INSTRUCTION =>
Starting with the line that contains "Identify a point for each instance of the misty" and going on through the last line, copy only those lines, requests included, and increase every coordinate number in them by 48.

(Location identification entries)
_ _ _ _ _ _ _

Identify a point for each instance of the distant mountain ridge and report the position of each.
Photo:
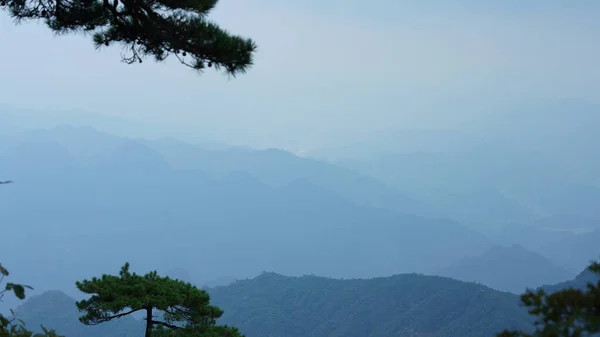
(274, 305)
(507, 268)
(307, 220)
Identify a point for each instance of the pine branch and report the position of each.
(158, 28)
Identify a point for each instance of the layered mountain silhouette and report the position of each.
(507, 268)
(276, 305)
(87, 215)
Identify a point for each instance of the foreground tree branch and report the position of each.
(157, 28)
(185, 309)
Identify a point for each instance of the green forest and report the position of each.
(275, 305)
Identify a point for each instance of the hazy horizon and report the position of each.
(330, 72)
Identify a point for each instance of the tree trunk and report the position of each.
(148, 322)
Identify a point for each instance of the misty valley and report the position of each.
(409, 239)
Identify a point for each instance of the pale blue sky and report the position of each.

_ _ _ _ _ _ _

ANSWER TO THE TASK =>
Identify a point for each instance of the misty valley and report the position of each.
(457, 287)
Identify a point for each instance of the pale blue sky and report the position of each.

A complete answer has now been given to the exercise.